*Exercise details*
From the line below that contains "query: the noun phrase to outline: blue sky" to the line that contains "Outline every instance of the blue sky", repeat every line exactly, both ends included, and nothing else.

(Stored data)

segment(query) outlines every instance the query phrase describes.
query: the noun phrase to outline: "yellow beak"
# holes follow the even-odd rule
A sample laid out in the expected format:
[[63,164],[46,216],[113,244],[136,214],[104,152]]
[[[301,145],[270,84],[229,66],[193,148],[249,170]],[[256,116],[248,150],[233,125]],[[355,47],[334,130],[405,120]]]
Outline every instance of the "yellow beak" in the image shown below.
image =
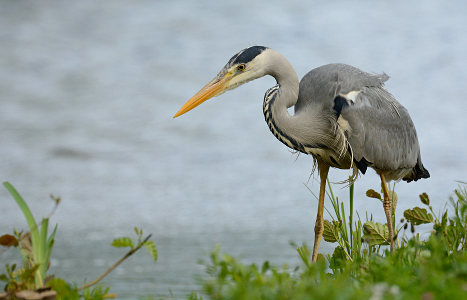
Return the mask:
[[227,85],[229,76],[224,76],[218,79],[217,77],[208,82],[199,92],[197,92],[190,100],[185,103],[182,108],[175,114],[174,118],[183,115],[192,110],[204,101],[221,94]]

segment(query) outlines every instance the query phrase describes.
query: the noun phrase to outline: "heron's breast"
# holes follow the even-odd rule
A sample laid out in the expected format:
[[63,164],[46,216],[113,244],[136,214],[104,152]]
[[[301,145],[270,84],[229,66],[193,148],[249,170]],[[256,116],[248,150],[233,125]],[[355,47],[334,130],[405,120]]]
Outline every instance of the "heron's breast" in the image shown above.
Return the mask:
[[338,169],[350,169],[352,167],[351,155],[346,152],[339,156],[336,152],[321,148],[306,148],[307,154],[313,155],[314,158],[321,160],[331,167]]

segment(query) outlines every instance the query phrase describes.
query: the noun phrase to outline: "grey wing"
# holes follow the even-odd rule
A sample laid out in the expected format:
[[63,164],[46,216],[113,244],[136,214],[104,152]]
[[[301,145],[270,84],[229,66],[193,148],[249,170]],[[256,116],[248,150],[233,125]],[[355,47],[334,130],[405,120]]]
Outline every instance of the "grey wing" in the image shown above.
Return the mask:
[[[415,167],[420,169],[414,170],[415,173],[428,173],[421,163],[412,119],[387,90],[382,86],[363,87],[354,100],[342,98],[345,97],[335,98],[346,101],[338,122],[348,126],[345,134],[354,161],[363,173],[367,166],[385,171],[389,180],[405,178]],[[423,177],[413,175],[414,180]]]
[[[311,70],[300,81],[300,92],[295,104],[299,113],[309,106],[332,110],[339,94],[352,98],[352,91],[364,87],[378,87],[389,79],[386,74],[370,74],[346,64],[328,64]],[[349,94],[350,93],[350,94]]]
[[387,171],[388,180],[428,178],[409,113],[383,87],[388,79],[346,64],[318,67],[300,81],[295,113],[334,118],[362,173],[370,166]]

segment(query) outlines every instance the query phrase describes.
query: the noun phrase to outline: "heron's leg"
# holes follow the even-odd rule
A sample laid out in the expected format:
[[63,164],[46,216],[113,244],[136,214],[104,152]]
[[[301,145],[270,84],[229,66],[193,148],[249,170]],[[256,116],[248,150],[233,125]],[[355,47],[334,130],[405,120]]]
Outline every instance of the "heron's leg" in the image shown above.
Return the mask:
[[321,242],[321,237],[324,232],[324,220],[323,220],[323,209],[324,209],[324,195],[326,191],[326,178],[328,177],[329,166],[325,163],[318,162],[318,171],[320,177],[319,186],[319,200],[318,200],[318,214],[315,222],[315,244],[313,245],[313,256],[312,261],[316,261],[318,258],[318,248]]
[[389,243],[391,245],[391,250],[394,251],[394,231],[392,229],[392,201],[389,199],[389,192],[388,192],[388,185],[386,183],[386,178],[384,178],[384,174],[379,174],[381,177],[381,187],[383,188],[384,200],[383,200],[383,207],[384,213],[386,214],[386,219],[388,222],[388,230],[389,230]]

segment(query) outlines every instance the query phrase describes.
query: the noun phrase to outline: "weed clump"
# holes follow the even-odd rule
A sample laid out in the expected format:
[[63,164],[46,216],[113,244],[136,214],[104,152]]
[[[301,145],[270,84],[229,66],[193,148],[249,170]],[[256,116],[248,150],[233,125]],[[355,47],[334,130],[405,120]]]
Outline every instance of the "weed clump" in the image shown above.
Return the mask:
[[[378,198],[374,191],[368,194]],[[312,263],[307,245],[295,245],[302,264],[291,269],[269,262],[244,265],[217,247],[207,264],[203,294],[209,299],[467,299],[464,187],[455,191],[450,213],[441,216],[422,194],[426,208],[405,211],[395,228],[398,247],[393,252],[385,246],[386,224],[363,223],[360,217],[354,224],[346,222],[353,216],[346,219],[342,203],[332,192],[330,198],[335,214],[325,222],[324,239],[337,244],[332,254]],[[433,229],[421,239],[418,233],[406,233],[409,224],[431,224]]]

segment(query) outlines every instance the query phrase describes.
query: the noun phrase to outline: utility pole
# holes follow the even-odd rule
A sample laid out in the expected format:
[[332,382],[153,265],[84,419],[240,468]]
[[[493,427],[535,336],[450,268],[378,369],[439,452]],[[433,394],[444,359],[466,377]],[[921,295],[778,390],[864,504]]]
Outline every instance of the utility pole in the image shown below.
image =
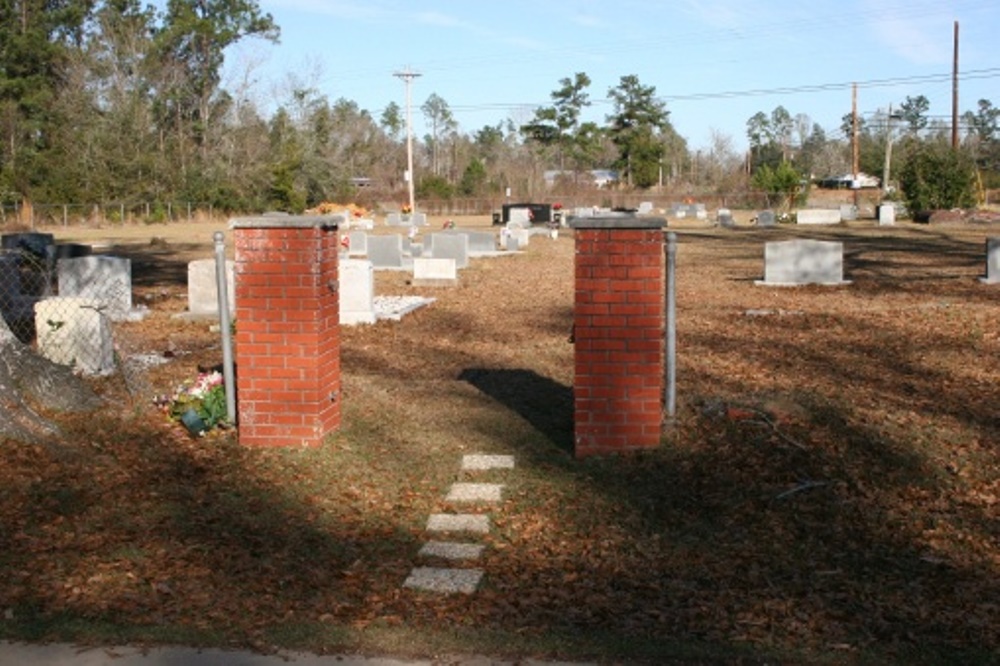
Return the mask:
[[402,79],[403,83],[406,84],[406,184],[409,188],[410,213],[412,214],[417,212],[417,209],[413,201],[413,123],[410,119],[410,84],[420,74],[407,67],[401,72],[393,72],[392,75]]
[[951,149],[958,150],[958,21],[955,21],[955,53],[951,65]]
[[861,168],[861,149],[858,145],[858,84],[851,86],[851,189],[854,190],[854,207],[858,207],[858,171]]
[[889,104],[889,114],[885,117],[885,164],[882,166],[882,198],[889,193],[889,171],[892,168],[892,121],[899,117],[893,114]]

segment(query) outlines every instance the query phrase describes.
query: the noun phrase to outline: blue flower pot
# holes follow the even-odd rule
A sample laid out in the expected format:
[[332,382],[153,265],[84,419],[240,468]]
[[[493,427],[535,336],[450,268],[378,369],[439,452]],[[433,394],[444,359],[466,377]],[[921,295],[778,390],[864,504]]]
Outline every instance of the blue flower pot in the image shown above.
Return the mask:
[[181,423],[187,428],[187,431],[191,433],[192,437],[200,437],[205,434],[208,427],[205,422],[202,421],[201,417],[198,416],[198,412],[193,409],[189,409],[183,414],[181,414]]

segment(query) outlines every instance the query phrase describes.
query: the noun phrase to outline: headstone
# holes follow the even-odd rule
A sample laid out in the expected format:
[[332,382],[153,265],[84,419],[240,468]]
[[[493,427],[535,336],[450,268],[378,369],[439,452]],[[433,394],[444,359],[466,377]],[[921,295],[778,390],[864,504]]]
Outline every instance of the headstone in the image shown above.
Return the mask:
[[507,249],[510,250],[510,243],[513,241],[516,243],[515,250],[523,250],[528,247],[528,242],[531,239],[531,231],[529,229],[511,229],[510,236],[507,239]]
[[1000,284],[1000,237],[986,239],[986,284]]
[[716,212],[715,218],[718,220],[720,227],[732,229],[736,226],[736,223],[733,221],[733,212],[728,208],[720,208]]
[[531,211],[527,208],[511,208],[507,228],[531,226]]
[[428,236],[430,256],[453,259],[458,268],[469,266],[469,236],[467,234],[431,234]]
[[373,268],[403,267],[403,237],[399,234],[391,236],[368,237],[368,260]]
[[414,213],[410,216],[410,224],[415,227],[426,227],[427,213]]
[[639,204],[639,208],[636,210],[639,215],[649,215],[653,212],[653,202],[643,201]]
[[798,224],[840,224],[840,209],[802,208],[795,220]]
[[21,250],[22,252],[30,252],[36,257],[47,256],[48,247],[54,244],[55,236],[37,231],[0,236],[0,247],[4,250]]
[[674,217],[681,220],[687,217],[688,209],[687,206],[682,206],[681,204],[673,204],[671,207],[671,213]]
[[773,210],[762,210],[759,213],[757,213],[758,227],[773,227],[774,225],[775,225],[775,219]]
[[840,204],[840,221],[853,222],[858,219],[858,209],[854,204]]
[[[233,286],[233,262],[226,260],[226,289],[230,316],[236,313]],[[196,259],[188,263],[188,313],[219,316],[219,280],[215,259]]]
[[344,326],[375,323],[375,271],[364,259],[341,259],[340,323]]
[[804,239],[765,243],[764,280],[758,284],[846,284],[844,244]]
[[375,220],[370,217],[356,217],[351,221],[351,228],[353,229],[374,229]]
[[879,226],[891,226],[896,224],[896,207],[892,204],[881,204],[878,207]]
[[101,301],[88,298],[56,297],[36,303],[38,353],[86,375],[114,372],[111,325],[101,306]]
[[454,259],[417,257],[413,260],[413,284],[418,287],[453,286],[458,283]]
[[385,224],[388,227],[400,227],[403,225],[403,216],[399,213],[389,213],[385,216]]
[[573,210],[573,217],[594,217],[593,208],[576,208]]
[[708,211],[705,209],[705,204],[691,204],[688,206],[688,215],[695,217],[699,220],[708,219]]
[[349,257],[363,257],[368,254],[368,234],[364,231],[350,231],[347,234],[350,243],[347,249]]
[[96,301],[118,319],[132,310],[132,262],[122,257],[91,255],[60,259],[59,295]]
[[497,251],[496,234],[489,231],[463,231],[469,237],[469,256],[493,254]]
[[56,261],[59,259],[89,257],[93,254],[93,251],[91,246],[83,243],[57,243],[48,247],[49,257]]

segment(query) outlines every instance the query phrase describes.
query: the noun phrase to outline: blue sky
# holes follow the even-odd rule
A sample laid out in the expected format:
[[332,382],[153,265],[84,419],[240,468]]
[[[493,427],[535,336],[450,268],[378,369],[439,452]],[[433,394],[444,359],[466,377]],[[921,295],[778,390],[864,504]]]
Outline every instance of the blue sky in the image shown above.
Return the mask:
[[[951,117],[954,23],[959,22],[959,111],[981,98],[1000,107],[998,0],[260,0],[281,27],[279,45],[242,43],[227,79],[248,72],[264,104],[289,85],[331,102],[354,100],[378,118],[404,105],[394,72],[420,73],[420,105],[436,93],[463,132],[507,118],[521,124],[551,102],[559,80],[586,72],[587,119],[612,110],[607,91],[634,74],[666,101],[692,149],[713,131],[746,146],[746,121],[778,105],[828,133],[863,115],[925,95]],[[265,92],[266,91],[266,92]]]

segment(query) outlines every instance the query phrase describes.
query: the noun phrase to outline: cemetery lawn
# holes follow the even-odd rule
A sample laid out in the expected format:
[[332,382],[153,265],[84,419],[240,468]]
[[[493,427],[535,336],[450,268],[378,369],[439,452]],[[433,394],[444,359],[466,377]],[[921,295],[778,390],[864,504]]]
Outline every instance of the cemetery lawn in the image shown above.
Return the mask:
[[[147,400],[221,361],[204,322],[173,317],[219,228],[53,230],[132,258],[151,313],[118,344],[167,362],[138,400],[96,382],[109,407],[56,417],[59,442],[0,448],[0,638],[1000,663],[1000,286],[977,280],[997,225],[677,226],[677,418],[657,450],[583,461],[569,231],[476,259],[453,288],[379,272],[376,294],[437,301],[343,331],[325,446],[192,439]],[[764,242],[796,237],[843,241],[852,284],[756,286]],[[468,453],[516,468],[463,472]],[[493,524],[467,539],[487,546],[479,590],[403,588],[443,564],[417,555],[428,516],[474,480],[505,484],[473,509]]]

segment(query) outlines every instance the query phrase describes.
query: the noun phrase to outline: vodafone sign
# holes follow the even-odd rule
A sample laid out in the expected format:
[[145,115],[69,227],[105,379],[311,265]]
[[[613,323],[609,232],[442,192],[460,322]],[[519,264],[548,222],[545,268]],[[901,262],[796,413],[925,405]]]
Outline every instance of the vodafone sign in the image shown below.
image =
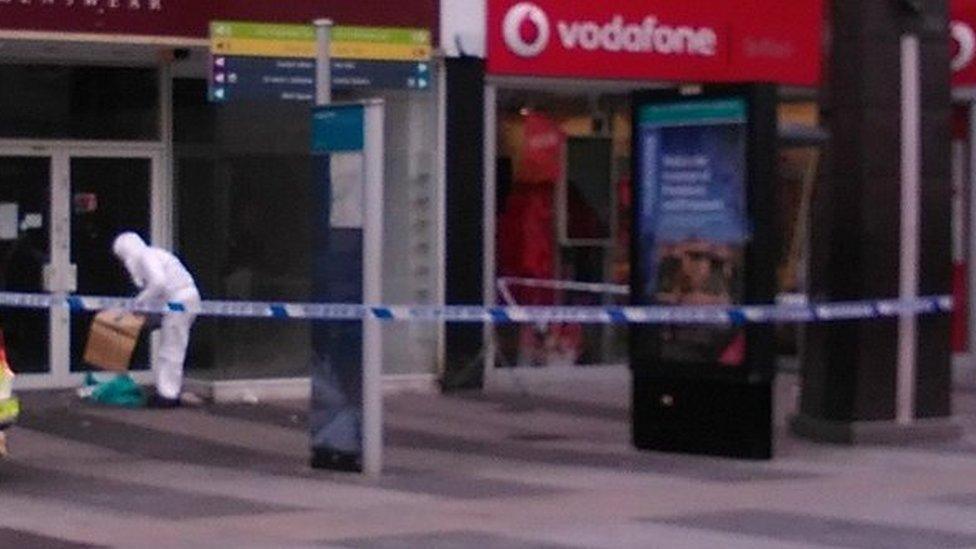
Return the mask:
[[[603,25],[594,21],[559,21],[556,27],[559,41],[567,50],[705,57],[714,57],[718,50],[715,29],[672,27],[658,24],[657,18],[651,16],[638,23],[626,23],[617,15]],[[521,57],[535,57],[549,45],[551,29],[546,12],[531,2],[522,2],[508,10],[502,32],[509,50]]]
[[952,85],[976,86],[976,0],[952,0],[950,18]]
[[822,28],[822,0],[488,0],[488,70],[812,85]]
[[542,53],[549,45],[551,31],[546,12],[529,2],[512,6],[502,23],[505,45],[519,57],[535,57]]

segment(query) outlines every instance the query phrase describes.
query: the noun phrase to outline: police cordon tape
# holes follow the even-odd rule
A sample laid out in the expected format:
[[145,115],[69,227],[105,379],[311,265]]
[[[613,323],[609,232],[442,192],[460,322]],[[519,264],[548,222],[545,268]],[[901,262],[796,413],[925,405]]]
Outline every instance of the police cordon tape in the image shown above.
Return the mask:
[[296,320],[365,320],[383,322],[580,324],[715,324],[805,323],[902,315],[930,315],[952,311],[951,296],[912,300],[876,299],[822,304],[743,306],[591,306],[480,307],[474,305],[361,305],[342,303],[275,303],[203,301],[194,310],[182,303],[139,303],[134,299],[100,296],[0,292],[0,308],[67,308],[72,311],[123,309],[140,313],[195,313],[199,316]]

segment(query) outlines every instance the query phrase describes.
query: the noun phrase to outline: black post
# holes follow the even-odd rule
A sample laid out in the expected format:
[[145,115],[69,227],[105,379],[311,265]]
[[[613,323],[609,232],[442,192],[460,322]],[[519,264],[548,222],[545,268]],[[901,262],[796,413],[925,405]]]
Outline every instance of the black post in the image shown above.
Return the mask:
[[[462,57],[447,70],[447,257],[446,300],[484,303],[485,64]],[[487,128],[495,131],[495,128]],[[480,388],[484,378],[484,330],[477,324],[445,328],[445,390]]]

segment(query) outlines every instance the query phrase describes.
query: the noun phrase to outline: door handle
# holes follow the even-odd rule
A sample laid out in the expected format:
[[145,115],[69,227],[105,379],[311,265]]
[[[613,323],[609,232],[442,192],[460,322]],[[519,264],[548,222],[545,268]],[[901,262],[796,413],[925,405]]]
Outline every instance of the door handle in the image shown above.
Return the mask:
[[41,283],[44,286],[45,292],[53,293],[57,291],[57,281],[54,279],[56,275],[57,270],[54,268],[54,265],[46,263],[43,271],[41,271],[41,278],[43,279]]
[[64,272],[64,291],[73,294],[78,291],[78,266],[69,263]]

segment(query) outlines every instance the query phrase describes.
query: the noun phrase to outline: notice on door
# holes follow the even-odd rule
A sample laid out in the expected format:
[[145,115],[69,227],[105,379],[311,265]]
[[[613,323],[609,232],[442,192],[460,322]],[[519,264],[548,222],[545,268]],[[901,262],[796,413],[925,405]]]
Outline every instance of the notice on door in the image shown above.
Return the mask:
[[336,229],[363,228],[363,155],[332,155],[332,211],[329,218]]
[[29,231],[31,229],[44,228],[44,215],[39,213],[24,214],[24,221],[20,224],[20,230]]
[[363,228],[366,122],[363,106],[330,105],[312,114],[312,154],[327,155],[328,173],[320,174],[329,189],[333,229]]
[[17,240],[19,215],[16,202],[0,202],[0,240]]

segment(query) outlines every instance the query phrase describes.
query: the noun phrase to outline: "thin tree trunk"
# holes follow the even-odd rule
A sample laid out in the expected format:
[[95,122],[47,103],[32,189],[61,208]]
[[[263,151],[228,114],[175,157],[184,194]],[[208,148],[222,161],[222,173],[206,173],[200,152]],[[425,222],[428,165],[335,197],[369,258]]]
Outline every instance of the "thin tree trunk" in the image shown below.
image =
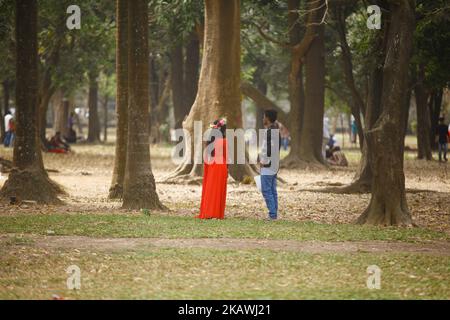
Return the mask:
[[56,112],[55,131],[60,132],[63,137],[68,133],[68,118],[69,99],[65,96],[64,91],[61,90]]
[[365,104],[358,88],[356,87],[355,79],[353,77],[353,62],[350,47],[347,42],[345,17],[343,17],[340,7],[337,7],[334,10],[334,12],[338,20],[337,29],[342,49],[341,57],[342,57],[342,68],[344,70],[345,76],[345,83],[352,95],[350,109],[353,117],[355,118],[355,123],[358,130],[359,146],[362,149],[364,145],[364,128],[361,122],[361,113],[363,115],[365,114]]
[[148,10],[128,1],[128,142],[123,208],[162,209],[150,165]]
[[414,88],[417,109],[417,149],[419,159],[431,160],[431,144],[430,144],[430,109],[427,104],[428,94],[424,85],[425,68],[421,64],[417,74],[417,83]]
[[177,44],[170,55],[171,63],[171,84],[172,84],[172,102],[175,115],[175,128],[181,128],[184,118],[187,116],[189,109],[186,107],[184,99],[184,63],[183,63],[183,47]]
[[103,141],[108,140],[108,102],[109,97],[106,94],[103,101]]
[[404,125],[408,68],[414,33],[414,0],[390,3],[387,52],[383,69],[382,113],[367,131],[373,149],[372,197],[357,222],[373,225],[411,225],[403,170]]
[[13,165],[0,196],[13,203],[33,200],[58,203],[62,192],[44,170],[38,138],[38,4],[16,1],[17,129]]
[[128,0],[116,0],[116,148],[110,199],[122,198],[128,140]]
[[430,143],[433,150],[437,149],[436,142],[436,131],[439,123],[439,115],[441,114],[442,108],[442,95],[443,89],[433,90],[428,101],[429,110],[431,110],[431,132],[430,132]]
[[89,73],[89,129],[88,129],[88,142],[100,141],[100,121],[98,118],[98,82],[97,73]]

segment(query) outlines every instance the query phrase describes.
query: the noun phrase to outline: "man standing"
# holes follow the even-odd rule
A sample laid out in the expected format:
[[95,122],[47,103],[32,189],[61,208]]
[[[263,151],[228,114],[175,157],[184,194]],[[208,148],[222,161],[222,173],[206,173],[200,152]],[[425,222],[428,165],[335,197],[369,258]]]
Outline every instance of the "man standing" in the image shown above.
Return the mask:
[[261,171],[261,192],[269,210],[269,221],[278,218],[277,173],[280,162],[280,128],[275,110],[264,111],[264,135],[259,165]]
[[449,132],[447,125],[444,124],[444,117],[439,118],[439,125],[437,128],[436,136],[438,138],[439,145],[439,162],[442,162],[442,154],[444,154],[444,161],[447,162]]
[[14,141],[14,119],[11,114],[11,111],[6,110],[5,112],[5,140],[3,144],[5,147],[12,146]]

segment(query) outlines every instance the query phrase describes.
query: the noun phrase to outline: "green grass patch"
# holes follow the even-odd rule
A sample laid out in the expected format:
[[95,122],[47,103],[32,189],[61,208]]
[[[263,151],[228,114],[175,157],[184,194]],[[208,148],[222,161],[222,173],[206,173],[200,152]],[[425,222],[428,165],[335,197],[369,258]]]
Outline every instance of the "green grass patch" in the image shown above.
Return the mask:
[[370,227],[279,220],[228,218],[198,220],[158,214],[51,214],[0,217],[0,233],[143,238],[251,238],[318,241],[448,240],[445,233],[421,228]]
[[[20,250],[20,254],[18,251]],[[450,258],[268,250],[0,248],[0,299],[449,299]],[[66,269],[81,269],[81,289]],[[381,289],[367,288],[377,265]]]

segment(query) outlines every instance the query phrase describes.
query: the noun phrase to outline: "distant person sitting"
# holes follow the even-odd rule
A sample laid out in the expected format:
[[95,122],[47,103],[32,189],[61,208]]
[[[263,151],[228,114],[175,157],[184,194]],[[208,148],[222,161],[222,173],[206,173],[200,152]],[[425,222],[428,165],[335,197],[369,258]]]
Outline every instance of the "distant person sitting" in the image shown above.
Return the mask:
[[65,143],[61,138],[61,132],[56,132],[50,139],[48,144],[48,152],[53,153],[67,153],[70,151],[70,146]]
[[437,127],[436,138],[438,140],[439,147],[439,162],[442,162],[442,154],[444,155],[444,161],[447,162],[447,150],[450,140],[448,126],[444,124],[444,117],[439,118],[439,125]]
[[345,154],[341,151],[341,148],[334,146],[330,150],[327,150],[327,161],[329,164],[340,167],[347,167],[348,161]]

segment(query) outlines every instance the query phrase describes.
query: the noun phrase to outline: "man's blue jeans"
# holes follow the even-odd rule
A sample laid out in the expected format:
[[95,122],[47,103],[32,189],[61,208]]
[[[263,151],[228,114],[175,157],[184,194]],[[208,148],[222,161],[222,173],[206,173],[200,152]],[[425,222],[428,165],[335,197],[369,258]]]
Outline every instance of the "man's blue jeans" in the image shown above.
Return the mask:
[[277,175],[261,174],[261,192],[269,209],[269,217],[276,219],[278,215]]
[[3,144],[5,145],[5,147],[11,146],[11,143],[13,142],[13,139],[14,139],[13,135],[14,134],[12,131],[6,131],[5,140],[3,141]]

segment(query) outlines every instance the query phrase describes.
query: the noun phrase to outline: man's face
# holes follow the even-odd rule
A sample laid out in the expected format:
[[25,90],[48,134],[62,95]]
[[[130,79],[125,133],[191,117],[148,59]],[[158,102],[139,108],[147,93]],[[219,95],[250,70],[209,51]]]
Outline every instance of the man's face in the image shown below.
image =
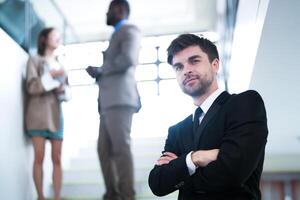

*Answer space*
query: the noun phrase to outline: blue sky
# holes follow the even-odd rule
A sample laid out in the expected format:
[[332,382],[153,265],[84,419],[240,468]]
[[[493,427],[535,336],[450,268],[378,369],[439,452]],[[433,394],[444,359],[466,377]],[[921,295],[778,390],[864,504]]]
Outline every instance of the blue sky in the image shown above.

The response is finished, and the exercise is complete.